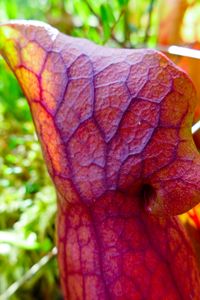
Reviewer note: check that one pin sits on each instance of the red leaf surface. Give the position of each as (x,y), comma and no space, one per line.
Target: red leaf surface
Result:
(115,129)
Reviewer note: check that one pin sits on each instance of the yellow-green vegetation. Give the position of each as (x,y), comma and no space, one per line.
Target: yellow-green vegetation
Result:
(27,197)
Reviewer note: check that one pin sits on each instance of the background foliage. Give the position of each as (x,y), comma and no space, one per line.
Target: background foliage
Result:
(27,197)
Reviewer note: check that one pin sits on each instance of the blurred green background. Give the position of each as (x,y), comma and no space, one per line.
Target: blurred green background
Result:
(27,197)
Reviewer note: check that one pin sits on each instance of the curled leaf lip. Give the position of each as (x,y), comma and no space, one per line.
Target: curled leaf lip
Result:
(139,82)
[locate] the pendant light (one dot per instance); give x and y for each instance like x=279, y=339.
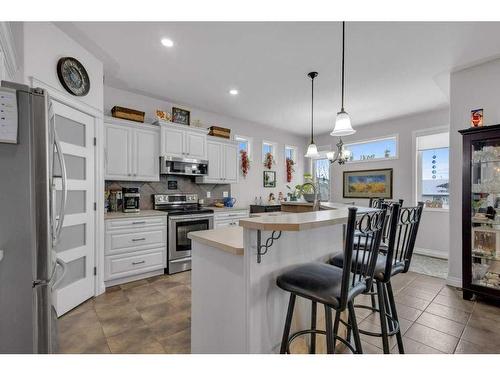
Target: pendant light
x=343, y=121
x=312, y=150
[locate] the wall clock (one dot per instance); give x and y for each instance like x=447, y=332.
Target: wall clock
x=73, y=76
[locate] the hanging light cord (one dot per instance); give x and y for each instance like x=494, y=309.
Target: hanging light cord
x=312, y=109
x=343, y=47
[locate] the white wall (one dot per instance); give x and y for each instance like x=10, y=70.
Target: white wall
x=248, y=188
x=472, y=88
x=44, y=45
x=433, y=234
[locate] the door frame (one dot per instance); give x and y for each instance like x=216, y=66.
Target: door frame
x=98, y=116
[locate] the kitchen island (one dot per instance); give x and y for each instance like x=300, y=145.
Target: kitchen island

◆ What to produce
Output only the lines running from the top of the data above to the line with "Target: yellow-green vegetation", inclusive, word for word and without pictures.

◆ Answer to this exercise
Reviewer note: check that one pin sits on each instance of the red leaf surface. Give the position of each as (x,y), comma and no space, one per line.
Target: red leaf surface
Result:
(115,129)
Reviewer note: check that one pin sits on each instance of the yellow-green vegetation. Give the position of each as (x,y), comma and no space, one per line.
Target: yellow-green vegetation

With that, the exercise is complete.